→ EXTRAIT CHOISI

"""

Trois vies et une seule mort

A voir lundi 14 mai 2012 à 21h sur TV5 Monde

Grand cinéaste baroque, le Chilien Raoul Ruiz (1941-2011) prône une narration résolument non linéaire, éclatée, qui avance par dilatations, reprises, répétitions, accélérations, substitutions… Très prolifique (près de soixante longs-métrages en quelque quarante-trois ans de carrière tournés de 1967 à 2011), le très regretté réalisateur de la sublime «Hypothèse du tableau volé» (1979) a réalisé avec «Trois vies et une seule mort» (1995), l’un de ses grands chefs-d’œuvre!

Atteint d’une forte migraine, André (époustouflant Féodor Atkin) sort de chez lui pour aller acheter de l’aspirine à la pharmacie. Il se fait alors accoster par un personnage des plus singuliers: un certain Mateo Strano (Marcello Mastroianni) qui se dit prêt à le payer pour faire sa connaissance! Refusant énergiquement l’offre de cet inconnu, André se voit pourtant contraint de se raconter et d’empocher les billets. Pire, il se fait littéralement embarquer dans l’histoire de son étrange interlocuteur, au point d’y perdre la tête, au sens propre et figuré de l’expression!

Atteint du syndrome de la multiplication de la personnalité, Mateo Strano ne tarde pas à égarer le spectateur conquis dans un tourbillon fabuleux d’identités diverses (tour à tour clochard, professeur d’université, maître d’hôtel… ). Procédant par enchâssements (figure de style favorite du cinéaste), ce film gigogne atteste du prodigieux talent de conteur de Ruiz qui a trouvé en Mastroianni (dont c’est l’avant-dernier film) l’interprète rêvé… Ta faconde nous manque terriblement, Raoul!

"""

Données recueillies
"""

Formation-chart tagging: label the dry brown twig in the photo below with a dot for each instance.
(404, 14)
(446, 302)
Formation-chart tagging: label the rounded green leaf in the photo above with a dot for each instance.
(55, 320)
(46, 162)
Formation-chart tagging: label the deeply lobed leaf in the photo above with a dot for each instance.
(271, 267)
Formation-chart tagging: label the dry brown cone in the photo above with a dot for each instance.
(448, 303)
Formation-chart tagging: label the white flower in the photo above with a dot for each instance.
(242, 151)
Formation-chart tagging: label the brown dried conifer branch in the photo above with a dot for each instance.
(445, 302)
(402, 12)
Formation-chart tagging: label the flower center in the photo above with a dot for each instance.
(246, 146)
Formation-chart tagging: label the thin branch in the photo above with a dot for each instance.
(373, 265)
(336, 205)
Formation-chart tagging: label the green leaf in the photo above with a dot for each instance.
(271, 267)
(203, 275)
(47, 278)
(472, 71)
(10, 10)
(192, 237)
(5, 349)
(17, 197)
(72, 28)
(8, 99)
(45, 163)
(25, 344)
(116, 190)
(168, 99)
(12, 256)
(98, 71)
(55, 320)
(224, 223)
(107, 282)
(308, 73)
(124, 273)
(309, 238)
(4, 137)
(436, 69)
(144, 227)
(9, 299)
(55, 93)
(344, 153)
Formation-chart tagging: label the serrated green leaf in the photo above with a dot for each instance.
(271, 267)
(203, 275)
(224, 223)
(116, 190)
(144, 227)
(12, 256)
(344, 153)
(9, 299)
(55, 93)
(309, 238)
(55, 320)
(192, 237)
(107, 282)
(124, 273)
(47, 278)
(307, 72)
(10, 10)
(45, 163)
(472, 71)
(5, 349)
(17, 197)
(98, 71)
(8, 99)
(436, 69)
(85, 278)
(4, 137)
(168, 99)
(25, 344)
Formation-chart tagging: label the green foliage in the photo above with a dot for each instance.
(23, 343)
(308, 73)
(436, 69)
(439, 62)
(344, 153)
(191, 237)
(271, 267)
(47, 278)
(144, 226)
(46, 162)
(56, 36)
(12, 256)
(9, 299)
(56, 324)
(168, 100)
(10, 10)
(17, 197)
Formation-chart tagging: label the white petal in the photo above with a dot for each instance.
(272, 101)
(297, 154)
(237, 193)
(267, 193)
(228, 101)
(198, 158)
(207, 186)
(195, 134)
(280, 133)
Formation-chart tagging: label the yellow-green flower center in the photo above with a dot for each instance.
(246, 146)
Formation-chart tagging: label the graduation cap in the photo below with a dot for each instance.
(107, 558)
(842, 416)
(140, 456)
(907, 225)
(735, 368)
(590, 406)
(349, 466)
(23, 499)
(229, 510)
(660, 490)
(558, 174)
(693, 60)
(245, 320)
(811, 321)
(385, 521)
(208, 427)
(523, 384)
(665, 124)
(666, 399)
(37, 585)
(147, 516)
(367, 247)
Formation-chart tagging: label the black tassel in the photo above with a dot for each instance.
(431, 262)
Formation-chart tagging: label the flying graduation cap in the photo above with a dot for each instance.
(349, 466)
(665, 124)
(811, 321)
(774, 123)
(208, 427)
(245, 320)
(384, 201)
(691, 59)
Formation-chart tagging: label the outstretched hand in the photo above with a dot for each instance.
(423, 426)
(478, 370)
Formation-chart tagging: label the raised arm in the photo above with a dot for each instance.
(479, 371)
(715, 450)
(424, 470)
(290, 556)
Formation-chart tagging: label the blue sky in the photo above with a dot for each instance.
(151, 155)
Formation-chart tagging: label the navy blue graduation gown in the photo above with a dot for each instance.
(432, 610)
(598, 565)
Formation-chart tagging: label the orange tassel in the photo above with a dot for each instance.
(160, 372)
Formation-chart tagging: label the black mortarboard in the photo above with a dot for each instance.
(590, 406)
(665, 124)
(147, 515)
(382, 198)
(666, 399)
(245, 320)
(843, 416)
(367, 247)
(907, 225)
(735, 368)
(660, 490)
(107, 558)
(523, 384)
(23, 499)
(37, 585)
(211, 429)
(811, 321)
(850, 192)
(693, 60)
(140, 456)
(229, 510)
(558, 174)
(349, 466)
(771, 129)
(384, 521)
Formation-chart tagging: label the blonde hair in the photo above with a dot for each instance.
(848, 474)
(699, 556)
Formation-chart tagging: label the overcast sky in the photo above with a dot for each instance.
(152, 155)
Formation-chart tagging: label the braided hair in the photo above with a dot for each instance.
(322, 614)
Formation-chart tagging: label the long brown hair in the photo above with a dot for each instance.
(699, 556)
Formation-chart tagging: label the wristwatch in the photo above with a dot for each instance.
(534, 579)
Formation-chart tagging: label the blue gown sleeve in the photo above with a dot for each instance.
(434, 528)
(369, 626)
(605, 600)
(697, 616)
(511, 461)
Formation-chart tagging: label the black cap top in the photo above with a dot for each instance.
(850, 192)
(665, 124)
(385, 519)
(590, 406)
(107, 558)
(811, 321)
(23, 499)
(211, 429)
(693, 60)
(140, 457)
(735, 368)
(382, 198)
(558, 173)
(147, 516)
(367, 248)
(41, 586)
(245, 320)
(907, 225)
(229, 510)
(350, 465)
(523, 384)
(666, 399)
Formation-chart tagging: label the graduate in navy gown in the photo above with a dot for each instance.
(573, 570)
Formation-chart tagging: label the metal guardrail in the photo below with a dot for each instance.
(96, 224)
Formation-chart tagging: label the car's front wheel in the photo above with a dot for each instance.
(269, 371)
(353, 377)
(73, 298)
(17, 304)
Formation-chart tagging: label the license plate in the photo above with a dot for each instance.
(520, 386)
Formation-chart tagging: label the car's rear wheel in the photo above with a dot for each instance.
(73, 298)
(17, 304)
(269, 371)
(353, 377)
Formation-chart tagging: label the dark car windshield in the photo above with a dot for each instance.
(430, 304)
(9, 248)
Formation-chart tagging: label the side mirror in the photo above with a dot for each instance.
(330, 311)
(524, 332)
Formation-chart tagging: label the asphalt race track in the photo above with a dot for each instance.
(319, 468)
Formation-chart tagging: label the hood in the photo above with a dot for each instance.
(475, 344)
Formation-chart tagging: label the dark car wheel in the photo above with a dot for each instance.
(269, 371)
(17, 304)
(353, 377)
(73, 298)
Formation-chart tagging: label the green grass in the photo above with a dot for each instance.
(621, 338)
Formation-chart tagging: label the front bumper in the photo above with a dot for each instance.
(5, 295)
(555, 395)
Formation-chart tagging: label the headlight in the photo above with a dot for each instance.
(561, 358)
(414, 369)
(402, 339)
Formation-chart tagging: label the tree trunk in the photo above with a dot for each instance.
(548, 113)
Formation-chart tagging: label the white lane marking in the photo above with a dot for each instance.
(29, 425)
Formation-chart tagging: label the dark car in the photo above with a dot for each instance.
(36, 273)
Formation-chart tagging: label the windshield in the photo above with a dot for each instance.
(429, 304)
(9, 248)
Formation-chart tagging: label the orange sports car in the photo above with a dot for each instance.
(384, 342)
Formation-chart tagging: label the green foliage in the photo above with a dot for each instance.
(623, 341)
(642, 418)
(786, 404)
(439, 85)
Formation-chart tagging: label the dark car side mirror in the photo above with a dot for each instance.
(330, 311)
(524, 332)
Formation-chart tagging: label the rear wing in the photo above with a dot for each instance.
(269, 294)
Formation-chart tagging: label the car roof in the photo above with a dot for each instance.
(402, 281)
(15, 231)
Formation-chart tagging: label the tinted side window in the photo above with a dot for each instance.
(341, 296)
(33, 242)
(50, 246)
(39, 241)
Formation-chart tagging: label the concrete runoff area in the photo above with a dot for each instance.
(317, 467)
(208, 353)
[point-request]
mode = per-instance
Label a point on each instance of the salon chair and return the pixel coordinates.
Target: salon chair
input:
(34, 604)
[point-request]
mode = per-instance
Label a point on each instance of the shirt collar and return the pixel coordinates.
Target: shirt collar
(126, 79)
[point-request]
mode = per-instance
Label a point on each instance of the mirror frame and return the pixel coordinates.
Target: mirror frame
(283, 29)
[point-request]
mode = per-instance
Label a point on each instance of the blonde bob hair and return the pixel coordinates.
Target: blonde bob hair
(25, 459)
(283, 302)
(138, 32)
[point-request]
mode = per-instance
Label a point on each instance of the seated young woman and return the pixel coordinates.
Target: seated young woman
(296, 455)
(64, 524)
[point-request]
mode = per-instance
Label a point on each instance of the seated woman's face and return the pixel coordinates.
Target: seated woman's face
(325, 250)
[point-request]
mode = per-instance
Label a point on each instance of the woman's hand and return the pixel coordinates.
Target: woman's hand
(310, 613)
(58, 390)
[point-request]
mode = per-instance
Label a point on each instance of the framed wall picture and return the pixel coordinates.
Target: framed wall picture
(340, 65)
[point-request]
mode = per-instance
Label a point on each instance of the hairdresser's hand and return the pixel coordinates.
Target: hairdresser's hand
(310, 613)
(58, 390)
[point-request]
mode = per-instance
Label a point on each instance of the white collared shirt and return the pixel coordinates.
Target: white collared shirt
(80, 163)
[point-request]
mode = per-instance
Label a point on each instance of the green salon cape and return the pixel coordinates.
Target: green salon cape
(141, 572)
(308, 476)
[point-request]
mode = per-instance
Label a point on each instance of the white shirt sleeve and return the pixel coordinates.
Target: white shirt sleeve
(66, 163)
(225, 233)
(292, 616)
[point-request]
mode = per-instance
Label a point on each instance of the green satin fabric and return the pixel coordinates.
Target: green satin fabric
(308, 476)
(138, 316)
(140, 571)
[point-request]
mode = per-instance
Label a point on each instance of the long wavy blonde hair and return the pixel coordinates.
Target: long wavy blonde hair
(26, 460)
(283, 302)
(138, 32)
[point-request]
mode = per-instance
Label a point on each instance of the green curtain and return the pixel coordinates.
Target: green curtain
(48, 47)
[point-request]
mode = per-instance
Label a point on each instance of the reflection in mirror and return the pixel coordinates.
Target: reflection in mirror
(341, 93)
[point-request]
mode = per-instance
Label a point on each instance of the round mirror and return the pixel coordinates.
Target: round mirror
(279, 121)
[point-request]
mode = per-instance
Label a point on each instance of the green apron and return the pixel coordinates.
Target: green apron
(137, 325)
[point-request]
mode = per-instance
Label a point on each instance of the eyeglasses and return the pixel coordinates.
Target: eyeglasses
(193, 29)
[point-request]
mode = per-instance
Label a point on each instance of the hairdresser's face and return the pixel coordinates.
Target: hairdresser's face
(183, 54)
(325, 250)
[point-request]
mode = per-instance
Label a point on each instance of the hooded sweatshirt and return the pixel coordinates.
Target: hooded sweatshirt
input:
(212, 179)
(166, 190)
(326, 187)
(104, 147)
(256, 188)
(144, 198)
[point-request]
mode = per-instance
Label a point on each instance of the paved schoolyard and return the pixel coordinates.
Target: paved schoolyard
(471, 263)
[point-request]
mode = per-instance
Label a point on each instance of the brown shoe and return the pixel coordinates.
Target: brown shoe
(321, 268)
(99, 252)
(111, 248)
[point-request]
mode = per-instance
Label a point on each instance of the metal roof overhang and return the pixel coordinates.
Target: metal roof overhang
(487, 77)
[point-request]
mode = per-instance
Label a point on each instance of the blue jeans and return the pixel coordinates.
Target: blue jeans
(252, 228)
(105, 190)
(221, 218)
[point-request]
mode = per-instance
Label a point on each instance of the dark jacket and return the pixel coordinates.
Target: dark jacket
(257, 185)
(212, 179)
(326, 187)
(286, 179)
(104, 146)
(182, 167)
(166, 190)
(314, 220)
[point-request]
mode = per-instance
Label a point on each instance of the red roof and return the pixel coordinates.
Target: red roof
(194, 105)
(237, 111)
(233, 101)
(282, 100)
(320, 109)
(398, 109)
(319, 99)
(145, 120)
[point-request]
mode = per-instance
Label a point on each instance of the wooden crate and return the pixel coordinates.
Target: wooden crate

"""

→ CONSIGNES
[A] D'après l'extrait, quel produit André sort-il acheter à la pharmacie ?
[B] Recopiez fidèlement le passage de l'extrait qui va de « Atteint d’une forte » jusqu'à « figuré de l’expression! ».
[C] Relevez toutes les années mentionnées dans l'extrait, dans leur ordre d'apparition et sans doublon.
Ces données forment un matériau indépendant de l'extrait.

→ RÉPONSES ATTENDUES
[A] De l'aspirine.

[B]
Atteint d’une forte migraine, André (époustouflant Féodor Atkin) sort de chez lui pour aller acheter de l’aspirine à la pharmacie. Il se fait alors accoster par un personnage des plus singuliers: un certain Mateo Strano (Marcello Mastroianni) qui se dit prêt à le payer pour faire sa connaissance! Refusant énergiquement l’offre de cet inconnu, André se voit pourtant contraint de se raconter et d’empocher les billets. Pire, il se fait littéralement embarquer dans l’histoire de son étrange interlocuteur, au point d’y perdre la tête, au sens propre et figuré de l’expression!

[C] 2012, 1941, 2011, 1967, 1979, 1995